Segment Start: Input records
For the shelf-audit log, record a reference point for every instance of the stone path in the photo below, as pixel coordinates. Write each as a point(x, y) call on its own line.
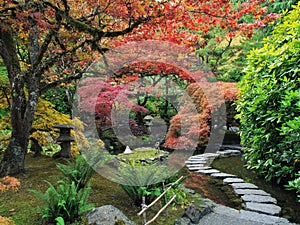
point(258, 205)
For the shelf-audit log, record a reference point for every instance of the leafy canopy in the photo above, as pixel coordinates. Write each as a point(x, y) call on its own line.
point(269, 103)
Segment End: Input records
Segment Start: Input records
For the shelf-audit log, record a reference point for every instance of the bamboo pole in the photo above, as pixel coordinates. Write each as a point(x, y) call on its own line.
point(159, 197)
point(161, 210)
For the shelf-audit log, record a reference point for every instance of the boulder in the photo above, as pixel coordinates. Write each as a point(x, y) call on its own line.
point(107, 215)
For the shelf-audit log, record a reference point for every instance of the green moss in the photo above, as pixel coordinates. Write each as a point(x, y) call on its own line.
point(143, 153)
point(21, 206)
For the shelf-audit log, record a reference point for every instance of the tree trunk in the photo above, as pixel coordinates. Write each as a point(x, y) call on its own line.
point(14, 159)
Segment End: Input records
Segment Start: Input records
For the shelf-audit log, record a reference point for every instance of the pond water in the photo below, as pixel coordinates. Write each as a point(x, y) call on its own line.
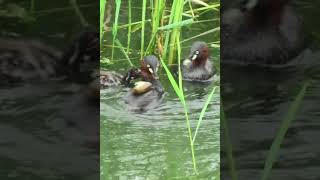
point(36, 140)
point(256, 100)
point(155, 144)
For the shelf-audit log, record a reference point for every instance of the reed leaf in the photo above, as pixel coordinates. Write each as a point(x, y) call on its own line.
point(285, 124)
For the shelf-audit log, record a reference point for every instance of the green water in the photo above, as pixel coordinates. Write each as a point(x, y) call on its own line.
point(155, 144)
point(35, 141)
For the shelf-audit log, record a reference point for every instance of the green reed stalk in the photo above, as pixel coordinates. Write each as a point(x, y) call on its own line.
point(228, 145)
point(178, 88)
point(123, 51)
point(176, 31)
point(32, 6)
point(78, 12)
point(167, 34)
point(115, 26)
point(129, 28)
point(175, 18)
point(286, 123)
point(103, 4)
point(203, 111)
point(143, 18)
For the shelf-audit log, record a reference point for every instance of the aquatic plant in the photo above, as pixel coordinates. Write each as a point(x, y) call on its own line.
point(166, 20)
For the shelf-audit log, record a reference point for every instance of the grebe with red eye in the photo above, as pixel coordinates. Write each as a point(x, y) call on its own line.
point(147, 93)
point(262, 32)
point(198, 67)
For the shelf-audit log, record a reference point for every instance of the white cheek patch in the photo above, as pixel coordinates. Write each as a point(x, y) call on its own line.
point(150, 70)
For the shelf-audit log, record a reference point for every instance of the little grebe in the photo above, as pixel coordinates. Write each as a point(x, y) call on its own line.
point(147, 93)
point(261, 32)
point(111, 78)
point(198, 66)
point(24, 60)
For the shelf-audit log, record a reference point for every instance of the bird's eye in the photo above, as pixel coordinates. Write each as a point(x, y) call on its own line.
Segment End: Input records
What you need to do = Going by the data above, the answer is exactly the lines from the one holding "of the pond" to the one holding "of the bird's", both kept, with the pictures left out.

Exercise answer =
For the shelf-audit log, record a reference point for every instance of the pond water in the photo below, as pixel coordinates. Write each as a point(x, y) call on its own line.
point(36, 140)
point(256, 100)
point(155, 144)
For the shelf-audit log, record a reference point for every instance of the reed leaf in the photo above, as pixel coordinates. Write each as a point(x, y) call on its own line.
point(285, 124)
For the shelf-audit log, record a reference point for every instance of the green water in the photo above, as pixel coordinates. Write each as a point(x, y) call on its own line.
point(155, 144)
point(35, 141)
For the shelf-audit log, record a reference point for every instance of the green reed stalk in the photo above, as pixel coordinates. Write each as a point(x, y) call on its own line.
point(228, 145)
point(178, 88)
point(123, 51)
point(176, 31)
point(32, 6)
point(78, 12)
point(167, 34)
point(115, 26)
point(129, 28)
point(175, 18)
point(286, 123)
point(103, 4)
point(203, 111)
point(143, 18)
For the shelf-audit log, record a reference point for every instance of the aquatic plant in the photo above, as pixel coordinates. Write each as a point(x, y) call on its own line.
point(166, 20)
For the shelf-audit log, record a reference point for every instance of the grebe with red eye in the photo above, as pixel coordinates. Write each as a point(x, y) call on its own line.
point(147, 93)
point(262, 32)
point(198, 67)
For the shelf-audit log, record a reference point for every instance of the white cheek patch in the photo above, as pixel coordinates. Write each as a point(x, y) call on its own line.
point(150, 70)
For the shelf-audit log, record a reference point for every instance of the little grebe in the photo above, as pixel coordinates. Write each as a point(x, y) call on its own line.
point(147, 93)
point(261, 32)
point(111, 78)
point(198, 66)
point(24, 60)
For the shelf-audit log, record a reference point for every instance of the bird's eye in the photo above, as pixel coordinates. Write each as a point(x, y) call on its own line.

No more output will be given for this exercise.